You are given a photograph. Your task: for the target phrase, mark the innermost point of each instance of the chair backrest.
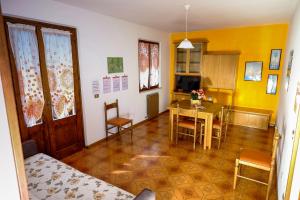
(221, 116)
(187, 113)
(227, 114)
(107, 107)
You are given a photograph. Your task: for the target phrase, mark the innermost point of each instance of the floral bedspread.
(49, 178)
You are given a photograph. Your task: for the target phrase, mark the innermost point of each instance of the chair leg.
(269, 183)
(235, 173)
(106, 131)
(201, 133)
(131, 131)
(176, 134)
(195, 137)
(219, 138)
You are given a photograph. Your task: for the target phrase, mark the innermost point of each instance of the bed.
(50, 179)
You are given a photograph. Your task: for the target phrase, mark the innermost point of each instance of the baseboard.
(110, 137)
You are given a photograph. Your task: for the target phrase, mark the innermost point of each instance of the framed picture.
(272, 83)
(289, 69)
(275, 59)
(115, 65)
(253, 71)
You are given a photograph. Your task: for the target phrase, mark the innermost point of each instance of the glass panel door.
(154, 68)
(195, 59)
(59, 63)
(181, 55)
(25, 51)
(144, 64)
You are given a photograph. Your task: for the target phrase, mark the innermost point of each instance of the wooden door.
(56, 101)
(31, 115)
(65, 115)
(210, 71)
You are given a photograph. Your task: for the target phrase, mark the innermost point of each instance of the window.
(148, 65)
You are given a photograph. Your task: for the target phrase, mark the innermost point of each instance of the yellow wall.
(255, 44)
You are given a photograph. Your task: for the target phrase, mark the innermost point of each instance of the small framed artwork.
(275, 59)
(253, 70)
(115, 64)
(272, 83)
(289, 69)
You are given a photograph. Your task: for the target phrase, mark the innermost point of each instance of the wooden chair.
(257, 159)
(226, 120)
(183, 121)
(116, 122)
(218, 127)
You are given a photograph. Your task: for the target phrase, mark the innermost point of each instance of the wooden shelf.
(187, 74)
(250, 117)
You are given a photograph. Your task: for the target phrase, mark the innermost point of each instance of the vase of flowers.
(197, 96)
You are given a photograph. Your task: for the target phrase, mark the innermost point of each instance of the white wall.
(286, 116)
(101, 36)
(9, 188)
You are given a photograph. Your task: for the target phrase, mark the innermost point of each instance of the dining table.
(207, 110)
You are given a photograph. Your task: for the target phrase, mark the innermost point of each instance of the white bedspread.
(49, 178)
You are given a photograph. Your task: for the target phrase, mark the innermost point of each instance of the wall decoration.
(297, 98)
(124, 82)
(253, 71)
(116, 83)
(115, 64)
(272, 83)
(289, 69)
(96, 89)
(275, 59)
(106, 85)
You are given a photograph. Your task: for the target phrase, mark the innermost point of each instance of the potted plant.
(197, 96)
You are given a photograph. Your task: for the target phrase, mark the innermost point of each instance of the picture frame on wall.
(253, 70)
(272, 84)
(289, 69)
(275, 58)
(115, 65)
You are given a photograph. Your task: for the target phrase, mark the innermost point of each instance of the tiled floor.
(175, 172)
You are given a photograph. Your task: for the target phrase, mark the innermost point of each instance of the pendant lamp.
(186, 44)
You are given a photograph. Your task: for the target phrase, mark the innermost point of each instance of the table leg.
(205, 133)
(171, 125)
(209, 130)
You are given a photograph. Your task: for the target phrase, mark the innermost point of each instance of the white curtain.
(144, 65)
(25, 50)
(154, 73)
(58, 51)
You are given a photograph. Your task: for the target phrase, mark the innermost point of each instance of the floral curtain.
(144, 65)
(25, 50)
(154, 71)
(59, 64)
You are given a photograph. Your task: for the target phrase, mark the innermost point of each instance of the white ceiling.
(169, 15)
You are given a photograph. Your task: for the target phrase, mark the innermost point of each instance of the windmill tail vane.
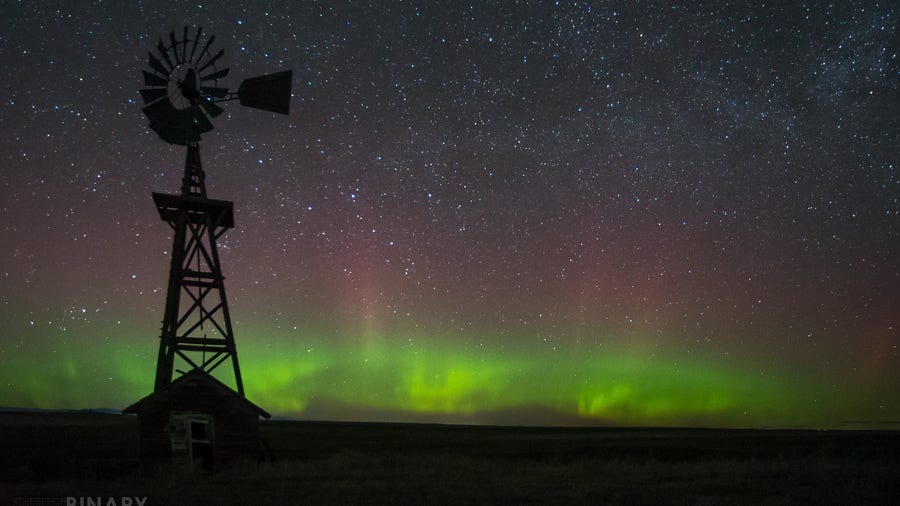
(181, 94)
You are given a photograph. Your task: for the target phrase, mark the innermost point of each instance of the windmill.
(181, 94)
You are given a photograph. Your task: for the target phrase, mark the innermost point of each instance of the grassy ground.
(334, 463)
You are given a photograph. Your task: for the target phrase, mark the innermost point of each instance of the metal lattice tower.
(197, 324)
(181, 94)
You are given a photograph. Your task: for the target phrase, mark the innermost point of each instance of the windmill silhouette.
(181, 94)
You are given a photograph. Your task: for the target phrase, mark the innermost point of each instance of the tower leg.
(196, 331)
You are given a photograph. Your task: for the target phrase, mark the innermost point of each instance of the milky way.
(486, 212)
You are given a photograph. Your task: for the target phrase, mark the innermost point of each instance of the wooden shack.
(197, 422)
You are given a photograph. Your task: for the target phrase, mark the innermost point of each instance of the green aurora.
(396, 376)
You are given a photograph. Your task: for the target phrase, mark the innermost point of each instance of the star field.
(488, 212)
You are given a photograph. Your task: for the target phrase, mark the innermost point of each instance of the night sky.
(504, 212)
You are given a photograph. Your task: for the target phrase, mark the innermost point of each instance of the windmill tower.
(195, 416)
(181, 94)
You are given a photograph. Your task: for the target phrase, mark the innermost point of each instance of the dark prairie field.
(50, 456)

§ **Aim**: Copy out the entire listing above word for word, leaving out the pictures.

§ **Answer to the task**:
You are given a photograph. Your task: for the target phrase, mark the innermost point of each instance of the chair backrest.
(221, 116)
(187, 113)
(227, 114)
(107, 107)
You are given a photograph. Your task: for the target phrase, mark the innermost point of each instance of the floral bedspread.
(49, 178)
You are given a photograph. Your task: for the target phrase, mark the innermost point of each instance of the chair leg.
(269, 183)
(235, 173)
(106, 131)
(201, 133)
(131, 131)
(176, 134)
(195, 137)
(219, 138)
You are given a photograph. Your task: for the target phrase, mark the innermost point of each instance of the bed.
(50, 179)
You are given a photograph. Your task: for the target phrase, mark the innermost point of each instance of the baseboard.
(110, 137)
You are given a photograph. Your task: for the target phrase, mark the innermost point of each instance of the framed picture.
(272, 83)
(289, 69)
(275, 59)
(115, 65)
(253, 71)
You are given a photograph. Your task: for the target phrase, mark the innermost point of each instance of the glass panel door.
(154, 68)
(195, 59)
(59, 63)
(181, 55)
(25, 51)
(144, 64)
You are given a photograph. Your task: for the target phrase, mark the innermost point of each instance of the wooden door.
(56, 101)
(31, 115)
(65, 115)
(210, 71)
You are given a photograph. Your task: for the target phrase, mark the innermost point of each instance of the window.
(148, 65)
You are given a photograph. Your task: for the target phrase, mark the innermost point of each instance of the yellow wall.
(255, 44)
You are given a photograph. Your task: for the target phrase, mark the innermost point of each instance of the small framed artwork.
(275, 59)
(253, 70)
(115, 64)
(272, 83)
(289, 69)
You are given a photograph. Your task: for the target phrase, mark the innermost point of each instance of the wooden chair.
(257, 159)
(226, 120)
(183, 121)
(116, 122)
(218, 127)
You are given a photograph. Your task: for the target phrase, mark the innermost point of each instance of the wooden shelf.
(187, 74)
(250, 117)
You are given a photograph. Your task: for the target phrase, mark the innermost point of each instance of the vase of flowers.
(197, 96)
You are given a photograph. Your task: for the target phrase, mark the innermost point of each instance of the white wall.
(286, 116)
(101, 36)
(9, 188)
You are given a photograph. Your task: for the target phrase, mark the innermost point of each instance of the dining table.
(207, 110)
You are given a photograph. Your task: for the target phrase, mark the innermost point of each instance of the white bedspread.
(49, 178)
You are given a photograph. Your task: for the target phrase, mark the innermost point of each instance of the wall decoration.
(297, 98)
(124, 82)
(253, 71)
(116, 83)
(115, 64)
(272, 83)
(289, 69)
(96, 89)
(275, 59)
(106, 85)
You are given a photograph. Your task: for the target phrase, mark the innermost point of each instance of the potted plant.
(197, 96)
You are given a photograph. Your task: for the target phrase, mark the innermost point of each instance of the picture frame on wall.
(253, 70)
(272, 84)
(289, 69)
(275, 58)
(115, 65)
You are given a photograph. Your task: for the target phrase, mark the innermost point of each instance of the tiled floor.
(175, 172)
You are given a photograph. Your task: for the target phrase, mark the innermost point of each instance of the pendant lamp.
(186, 44)
You are given a photograph. Your task: for the target phrase, mark the innermost point of each instance of the table leg.
(205, 133)
(171, 125)
(209, 130)
You are given a photograph. Your task: for the target phrase, mark the innermost point of each instance of the white curtain.
(144, 65)
(25, 50)
(154, 73)
(58, 51)
You are given a photograph. Your task: for the target phrase, mark the innermost point of each instance of the floral curtain.
(144, 65)
(25, 50)
(154, 71)
(59, 64)
You are given a photograph. Your task: for the target phrase, mark the innermost point of each instance of the white ceiling.
(169, 15)
You are given a photograph. Your task: for the target phrase, mark the innermost point of each instance of the windmill tail vane.
(181, 94)
You are given a photograph. Your task: for the target phrase, mark the innermost point of each instance of the windmill.
(181, 94)
You are given a photograph. Your task: for the target phrase, mark the innermost point of each instance of the grassy ground.
(334, 463)
You are given a photograph. Your task: for the target phrase, mark the innermost point of each instance of the metal lattice tower.
(197, 324)
(181, 94)
You are given a photograph. Your task: for the target phrase, mark the innermost point of each instance of the windmill silhouette.
(181, 94)
You are given a photograph. Your task: for the target phrase, mark the innermost point of each instance of the tower leg.
(196, 331)
You are given a photograph. Your task: for the target phrase, mark the innermost point of each instance of the milky way.
(486, 212)
You are given a photograph. Your task: for the target phrase, mark the innermost point of each instance of the wooden shack.
(197, 422)
You are given a photograph. Your task: for the target phrase, mark the innermost point of each instance of the green aurora.
(396, 376)
You are given a photograph. Your task: for the target phrase, mark the innermost point of each instance of the star field.
(488, 212)
You are given a photograph. Your task: for the target phrase, mark the innermost point of each instance of the night sky.
(504, 212)
You are given a photograph. Your task: for the target phrase, mark the innermost point of each instance of the windmill tower.
(195, 416)
(181, 94)
You are given a photograph. Your task: for the target phrase, mark the innermost point of each instance of the dark prairie field.
(50, 456)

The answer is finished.